--- Excerpted records Enclosed Below ---

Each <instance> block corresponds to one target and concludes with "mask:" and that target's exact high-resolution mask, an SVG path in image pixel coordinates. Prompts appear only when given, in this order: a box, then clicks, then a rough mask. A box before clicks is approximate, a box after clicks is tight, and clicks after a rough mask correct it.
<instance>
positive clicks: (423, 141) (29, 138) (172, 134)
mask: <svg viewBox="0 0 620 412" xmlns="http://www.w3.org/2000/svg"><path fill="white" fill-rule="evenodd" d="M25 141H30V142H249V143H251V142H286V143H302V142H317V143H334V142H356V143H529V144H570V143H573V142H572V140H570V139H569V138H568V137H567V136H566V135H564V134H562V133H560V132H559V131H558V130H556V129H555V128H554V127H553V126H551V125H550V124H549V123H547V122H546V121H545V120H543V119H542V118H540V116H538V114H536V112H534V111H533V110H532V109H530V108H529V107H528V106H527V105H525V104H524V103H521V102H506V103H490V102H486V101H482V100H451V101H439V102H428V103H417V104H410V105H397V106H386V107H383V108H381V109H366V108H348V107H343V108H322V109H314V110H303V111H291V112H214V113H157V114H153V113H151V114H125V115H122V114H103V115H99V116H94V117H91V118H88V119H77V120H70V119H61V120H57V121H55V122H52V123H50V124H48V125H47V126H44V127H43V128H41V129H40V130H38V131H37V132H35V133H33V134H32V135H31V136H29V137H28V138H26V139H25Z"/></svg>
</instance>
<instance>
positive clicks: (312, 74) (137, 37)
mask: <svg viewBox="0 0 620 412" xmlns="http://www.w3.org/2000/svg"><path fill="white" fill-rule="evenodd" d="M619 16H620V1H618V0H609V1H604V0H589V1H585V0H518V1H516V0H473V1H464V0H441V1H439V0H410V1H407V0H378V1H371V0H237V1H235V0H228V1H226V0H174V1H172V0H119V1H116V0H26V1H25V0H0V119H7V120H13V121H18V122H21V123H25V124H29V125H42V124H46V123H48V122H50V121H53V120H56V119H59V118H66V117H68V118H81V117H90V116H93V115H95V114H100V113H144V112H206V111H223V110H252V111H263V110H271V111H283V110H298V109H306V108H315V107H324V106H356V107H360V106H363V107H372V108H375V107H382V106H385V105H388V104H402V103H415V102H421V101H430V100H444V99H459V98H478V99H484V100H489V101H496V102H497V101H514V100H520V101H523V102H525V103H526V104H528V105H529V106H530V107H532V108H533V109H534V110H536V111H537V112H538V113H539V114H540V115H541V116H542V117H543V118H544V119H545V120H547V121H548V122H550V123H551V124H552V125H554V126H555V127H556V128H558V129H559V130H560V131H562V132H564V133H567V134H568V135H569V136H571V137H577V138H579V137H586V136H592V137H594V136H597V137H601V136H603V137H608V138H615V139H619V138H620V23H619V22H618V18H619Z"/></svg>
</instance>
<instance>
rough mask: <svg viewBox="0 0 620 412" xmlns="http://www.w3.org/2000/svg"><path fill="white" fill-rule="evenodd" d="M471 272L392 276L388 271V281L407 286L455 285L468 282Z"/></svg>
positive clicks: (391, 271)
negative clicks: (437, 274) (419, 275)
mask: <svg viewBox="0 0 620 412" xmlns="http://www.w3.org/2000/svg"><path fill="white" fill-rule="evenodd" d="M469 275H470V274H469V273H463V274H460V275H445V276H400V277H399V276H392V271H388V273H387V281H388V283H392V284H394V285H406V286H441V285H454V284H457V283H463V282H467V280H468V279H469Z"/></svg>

--- End of Enclosed Excerpted records ---

*Work request*
Give the number of lines in the records that contain the word "rough", and write nothing else.

*Exercise response*
2